The problem: Swap "mountain slope" for "hillside" in the stretch from the line containing "Which part of this frame contains the snow" through the end of the lines, and give back only that stretch with nothing else changed.

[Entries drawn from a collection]
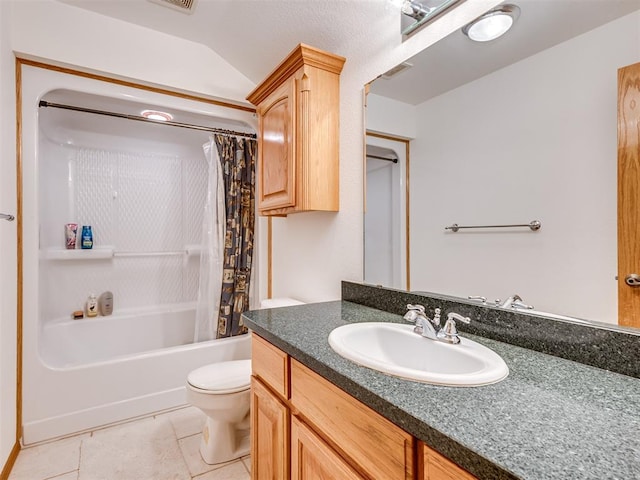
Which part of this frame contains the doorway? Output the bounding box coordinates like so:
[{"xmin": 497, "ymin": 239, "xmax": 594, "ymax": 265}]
[{"xmin": 364, "ymin": 133, "xmax": 410, "ymax": 290}]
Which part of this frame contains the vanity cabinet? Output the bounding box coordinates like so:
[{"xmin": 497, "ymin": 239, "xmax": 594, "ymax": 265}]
[
  {"xmin": 251, "ymin": 332, "xmax": 475, "ymax": 480},
  {"xmin": 247, "ymin": 44, "xmax": 345, "ymax": 215},
  {"xmin": 418, "ymin": 442, "xmax": 477, "ymax": 480}
]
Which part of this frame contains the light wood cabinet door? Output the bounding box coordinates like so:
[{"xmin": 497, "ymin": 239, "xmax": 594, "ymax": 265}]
[
  {"xmin": 420, "ymin": 442, "xmax": 477, "ymax": 480},
  {"xmin": 291, "ymin": 417, "xmax": 363, "ymax": 480},
  {"xmin": 291, "ymin": 359, "xmax": 415, "ymax": 480},
  {"xmin": 251, "ymin": 377, "xmax": 289, "ymax": 480},
  {"xmin": 247, "ymin": 44, "xmax": 345, "ymax": 215},
  {"xmin": 257, "ymin": 78, "xmax": 296, "ymax": 213}
]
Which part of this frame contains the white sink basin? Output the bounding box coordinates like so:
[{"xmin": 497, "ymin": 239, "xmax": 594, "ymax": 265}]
[{"xmin": 329, "ymin": 322, "xmax": 509, "ymax": 387}]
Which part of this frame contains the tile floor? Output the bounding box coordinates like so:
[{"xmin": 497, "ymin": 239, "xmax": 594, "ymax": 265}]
[{"xmin": 9, "ymin": 407, "xmax": 251, "ymax": 480}]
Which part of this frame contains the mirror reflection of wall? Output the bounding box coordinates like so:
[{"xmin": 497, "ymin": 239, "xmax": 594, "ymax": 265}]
[{"xmin": 365, "ymin": 1, "xmax": 640, "ymax": 323}]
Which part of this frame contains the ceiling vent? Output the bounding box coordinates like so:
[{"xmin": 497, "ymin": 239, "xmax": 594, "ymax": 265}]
[
  {"xmin": 381, "ymin": 62, "xmax": 413, "ymax": 80},
  {"xmin": 149, "ymin": 0, "xmax": 198, "ymax": 13}
]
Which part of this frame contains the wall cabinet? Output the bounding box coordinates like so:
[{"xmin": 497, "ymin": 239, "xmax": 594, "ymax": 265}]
[
  {"xmin": 247, "ymin": 44, "xmax": 345, "ymax": 215},
  {"xmin": 251, "ymin": 333, "xmax": 475, "ymax": 480}
]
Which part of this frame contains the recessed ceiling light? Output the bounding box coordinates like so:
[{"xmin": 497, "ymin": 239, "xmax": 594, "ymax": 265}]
[
  {"xmin": 140, "ymin": 110, "xmax": 173, "ymax": 122},
  {"xmin": 462, "ymin": 5, "xmax": 520, "ymax": 42}
]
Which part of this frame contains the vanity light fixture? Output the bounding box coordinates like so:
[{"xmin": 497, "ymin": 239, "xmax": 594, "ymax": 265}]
[
  {"xmin": 400, "ymin": 0, "xmax": 461, "ymax": 37},
  {"xmin": 462, "ymin": 4, "xmax": 520, "ymax": 42},
  {"xmin": 140, "ymin": 110, "xmax": 173, "ymax": 122}
]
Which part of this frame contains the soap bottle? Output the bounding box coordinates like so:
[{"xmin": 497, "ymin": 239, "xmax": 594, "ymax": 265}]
[
  {"xmin": 98, "ymin": 292, "xmax": 113, "ymax": 317},
  {"xmin": 80, "ymin": 225, "xmax": 93, "ymax": 249},
  {"xmin": 87, "ymin": 293, "xmax": 98, "ymax": 317}
]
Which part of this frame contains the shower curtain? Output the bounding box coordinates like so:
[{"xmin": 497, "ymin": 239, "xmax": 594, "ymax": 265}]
[
  {"xmin": 193, "ymin": 138, "xmax": 226, "ymax": 342},
  {"xmin": 214, "ymin": 135, "xmax": 257, "ymax": 338}
]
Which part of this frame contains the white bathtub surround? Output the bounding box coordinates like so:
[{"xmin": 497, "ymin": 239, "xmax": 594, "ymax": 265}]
[
  {"xmin": 9, "ymin": 408, "xmax": 250, "ymax": 480},
  {"xmin": 22, "ymin": 67, "xmax": 255, "ymax": 445}
]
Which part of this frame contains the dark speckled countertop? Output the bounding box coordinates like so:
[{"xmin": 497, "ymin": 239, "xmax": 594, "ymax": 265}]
[{"xmin": 244, "ymin": 301, "xmax": 640, "ymax": 480}]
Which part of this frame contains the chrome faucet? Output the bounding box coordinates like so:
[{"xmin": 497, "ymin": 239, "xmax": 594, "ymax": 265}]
[
  {"xmin": 438, "ymin": 312, "xmax": 471, "ymax": 344},
  {"xmin": 404, "ymin": 304, "xmax": 471, "ymax": 344},
  {"xmin": 496, "ymin": 293, "xmax": 533, "ymax": 310},
  {"xmin": 404, "ymin": 304, "xmax": 440, "ymax": 340}
]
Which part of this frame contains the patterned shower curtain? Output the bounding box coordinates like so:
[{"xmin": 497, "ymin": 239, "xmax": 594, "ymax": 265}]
[{"xmin": 214, "ymin": 135, "xmax": 258, "ymax": 338}]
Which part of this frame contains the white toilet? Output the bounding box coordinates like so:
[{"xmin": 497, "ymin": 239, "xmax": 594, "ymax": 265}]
[{"xmin": 187, "ymin": 360, "xmax": 251, "ymax": 464}]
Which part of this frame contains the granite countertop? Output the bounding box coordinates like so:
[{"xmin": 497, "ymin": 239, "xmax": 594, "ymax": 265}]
[{"xmin": 244, "ymin": 301, "xmax": 640, "ymax": 480}]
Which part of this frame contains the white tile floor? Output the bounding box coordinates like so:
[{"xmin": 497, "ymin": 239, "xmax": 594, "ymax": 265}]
[{"xmin": 9, "ymin": 407, "xmax": 251, "ymax": 480}]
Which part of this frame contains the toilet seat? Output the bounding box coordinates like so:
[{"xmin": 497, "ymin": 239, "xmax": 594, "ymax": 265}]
[{"xmin": 187, "ymin": 360, "xmax": 251, "ymax": 395}]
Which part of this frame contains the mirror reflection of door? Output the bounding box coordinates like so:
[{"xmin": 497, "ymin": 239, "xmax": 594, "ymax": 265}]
[
  {"xmin": 618, "ymin": 63, "xmax": 640, "ymax": 327},
  {"xmin": 364, "ymin": 133, "xmax": 409, "ymax": 290}
]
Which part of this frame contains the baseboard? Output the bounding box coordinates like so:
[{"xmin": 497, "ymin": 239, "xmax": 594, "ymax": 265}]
[
  {"xmin": 0, "ymin": 442, "xmax": 20, "ymax": 480},
  {"xmin": 23, "ymin": 386, "xmax": 186, "ymax": 442}
]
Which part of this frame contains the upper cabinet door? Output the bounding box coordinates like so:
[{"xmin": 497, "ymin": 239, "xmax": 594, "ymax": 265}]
[
  {"xmin": 258, "ymin": 79, "xmax": 296, "ymax": 213},
  {"xmin": 247, "ymin": 44, "xmax": 345, "ymax": 215}
]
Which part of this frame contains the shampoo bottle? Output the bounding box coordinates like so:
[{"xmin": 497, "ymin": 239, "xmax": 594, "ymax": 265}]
[
  {"xmin": 87, "ymin": 293, "xmax": 98, "ymax": 317},
  {"xmin": 80, "ymin": 225, "xmax": 93, "ymax": 249}
]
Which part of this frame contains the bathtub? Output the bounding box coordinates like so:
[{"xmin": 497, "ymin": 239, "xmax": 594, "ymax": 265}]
[
  {"xmin": 21, "ymin": 66, "xmax": 257, "ymax": 444},
  {"xmin": 23, "ymin": 305, "xmax": 251, "ymax": 445}
]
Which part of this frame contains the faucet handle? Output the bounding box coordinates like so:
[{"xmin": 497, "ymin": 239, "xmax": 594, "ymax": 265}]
[
  {"xmin": 438, "ymin": 312, "xmax": 471, "ymax": 344},
  {"xmin": 431, "ymin": 308, "xmax": 442, "ymax": 327},
  {"xmin": 467, "ymin": 295, "xmax": 487, "ymax": 305},
  {"xmin": 447, "ymin": 312, "xmax": 471, "ymax": 323},
  {"xmin": 403, "ymin": 304, "xmax": 424, "ymax": 322},
  {"xmin": 407, "ymin": 303, "xmax": 425, "ymax": 315}
]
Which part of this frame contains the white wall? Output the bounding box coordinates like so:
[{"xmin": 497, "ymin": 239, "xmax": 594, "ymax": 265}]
[
  {"xmin": 10, "ymin": 0, "xmax": 254, "ymax": 103},
  {"xmin": 273, "ymin": 0, "xmax": 500, "ymax": 301},
  {"xmin": 411, "ymin": 13, "xmax": 640, "ymax": 322},
  {"xmin": 0, "ymin": 2, "xmax": 17, "ymax": 470},
  {"xmin": 0, "ymin": 0, "xmax": 499, "ymax": 460},
  {"xmin": 367, "ymin": 93, "xmax": 418, "ymax": 138}
]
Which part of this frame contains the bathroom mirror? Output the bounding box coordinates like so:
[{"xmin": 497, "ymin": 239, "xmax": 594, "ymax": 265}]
[{"xmin": 364, "ymin": 0, "xmax": 640, "ymax": 324}]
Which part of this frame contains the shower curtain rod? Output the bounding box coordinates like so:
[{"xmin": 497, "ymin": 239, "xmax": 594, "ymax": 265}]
[
  {"xmin": 367, "ymin": 155, "xmax": 398, "ymax": 163},
  {"xmin": 39, "ymin": 100, "xmax": 256, "ymax": 138}
]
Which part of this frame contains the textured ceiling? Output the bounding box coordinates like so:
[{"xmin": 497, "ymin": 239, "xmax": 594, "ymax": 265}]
[
  {"xmin": 371, "ymin": 0, "xmax": 640, "ymax": 105},
  {"xmin": 60, "ymin": 0, "xmax": 400, "ymax": 83},
  {"xmin": 61, "ymin": 0, "xmax": 640, "ymax": 104}
]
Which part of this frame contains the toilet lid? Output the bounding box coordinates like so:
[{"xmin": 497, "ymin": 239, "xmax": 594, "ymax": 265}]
[{"xmin": 187, "ymin": 360, "xmax": 251, "ymax": 393}]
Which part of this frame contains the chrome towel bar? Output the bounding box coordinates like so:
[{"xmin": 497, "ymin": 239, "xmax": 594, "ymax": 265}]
[{"xmin": 444, "ymin": 220, "xmax": 542, "ymax": 232}]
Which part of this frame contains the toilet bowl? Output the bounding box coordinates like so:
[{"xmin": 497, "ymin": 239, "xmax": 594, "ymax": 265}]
[{"xmin": 187, "ymin": 360, "xmax": 251, "ymax": 464}]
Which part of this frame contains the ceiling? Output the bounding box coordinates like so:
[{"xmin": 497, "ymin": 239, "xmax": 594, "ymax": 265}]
[
  {"xmin": 59, "ymin": 0, "xmax": 400, "ymax": 83},
  {"xmin": 58, "ymin": 0, "xmax": 640, "ymax": 105},
  {"xmin": 371, "ymin": 0, "xmax": 640, "ymax": 105}
]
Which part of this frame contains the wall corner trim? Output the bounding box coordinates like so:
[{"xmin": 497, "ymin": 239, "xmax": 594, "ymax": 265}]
[{"xmin": 0, "ymin": 442, "xmax": 20, "ymax": 480}]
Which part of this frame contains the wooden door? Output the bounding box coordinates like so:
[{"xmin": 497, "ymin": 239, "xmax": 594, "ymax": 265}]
[
  {"xmin": 291, "ymin": 417, "xmax": 363, "ymax": 480},
  {"xmin": 251, "ymin": 377, "xmax": 289, "ymax": 480},
  {"xmin": 618, "ymin": 63, "xmax": 640, "ymax": 327},
  {"xmin": 258, "ymin": 79, "xmax": 296, "ymax": 213}
]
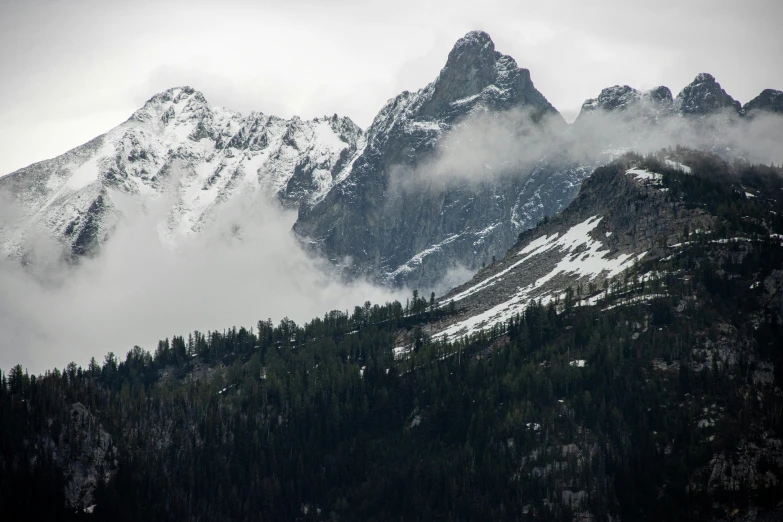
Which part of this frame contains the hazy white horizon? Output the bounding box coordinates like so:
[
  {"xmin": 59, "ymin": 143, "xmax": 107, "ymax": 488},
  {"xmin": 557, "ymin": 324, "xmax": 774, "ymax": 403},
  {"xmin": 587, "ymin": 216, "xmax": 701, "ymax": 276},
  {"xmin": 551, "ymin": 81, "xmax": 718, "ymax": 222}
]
[{"xmin": 0, "ymin": 0, "xmax": 783, "ymax": 175}]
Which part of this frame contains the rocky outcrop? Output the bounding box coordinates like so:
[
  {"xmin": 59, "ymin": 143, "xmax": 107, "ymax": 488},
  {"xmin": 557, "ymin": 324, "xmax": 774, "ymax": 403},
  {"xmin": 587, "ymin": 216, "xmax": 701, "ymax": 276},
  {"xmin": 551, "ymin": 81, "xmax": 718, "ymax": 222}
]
[
  {"xmin": 435, "ymin": 151, "xmax": 714, "ymax": 339},
  {"xmin": 36, "ymin": 402, "xmax": 117, "ymax": 513},
  {"xmin": 674, "ymin": 73, "xmax": 741, "ymax": 116},
  {"xmin": 742, "ymin": 89, "xmax": 783, "ymax": 118},
  {"xmin": 294, "ymin": 31, "xmax": 589, "ymax": 288},
  {"xmin": 0, "ymin": 87, "xmax": 363, "ymax": 259}
]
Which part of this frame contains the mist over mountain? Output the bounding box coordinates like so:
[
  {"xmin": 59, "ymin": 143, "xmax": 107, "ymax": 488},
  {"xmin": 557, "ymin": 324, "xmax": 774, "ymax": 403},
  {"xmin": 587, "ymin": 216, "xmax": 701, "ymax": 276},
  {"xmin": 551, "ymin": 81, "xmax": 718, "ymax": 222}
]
[{"xmin": 0, "ymin": 31, "xmax": 783, "ymax": 374}]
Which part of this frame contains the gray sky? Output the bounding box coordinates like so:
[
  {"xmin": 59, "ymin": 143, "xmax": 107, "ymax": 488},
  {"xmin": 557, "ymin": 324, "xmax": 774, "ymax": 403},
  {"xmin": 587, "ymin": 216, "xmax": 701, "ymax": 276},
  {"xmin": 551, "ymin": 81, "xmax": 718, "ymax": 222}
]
[{"xmin": 0, "ymin": 0, "xmax": 783, "ymax": 175}]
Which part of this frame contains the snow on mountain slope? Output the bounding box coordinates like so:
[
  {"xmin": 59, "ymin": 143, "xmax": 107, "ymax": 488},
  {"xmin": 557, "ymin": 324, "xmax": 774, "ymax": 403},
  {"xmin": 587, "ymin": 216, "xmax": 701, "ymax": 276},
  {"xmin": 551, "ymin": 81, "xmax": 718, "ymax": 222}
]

Answer below:
Which part of this frame contains the snow on hillside? Output the bounding box coordinates like so:
[
  {"xmin": 59, "ymin": 143, "xmax": 107, "ymax": 488},
  {"xmin": 557, "ymin": 324, "xmax": 774, "ymax": 403},
  {"xmin": 587, "ymin": 216, "xmax": 701, "ymax": 276},
  {"xmin": 551, "ymin": 81, "xmax": 718, "ymax": 222}
]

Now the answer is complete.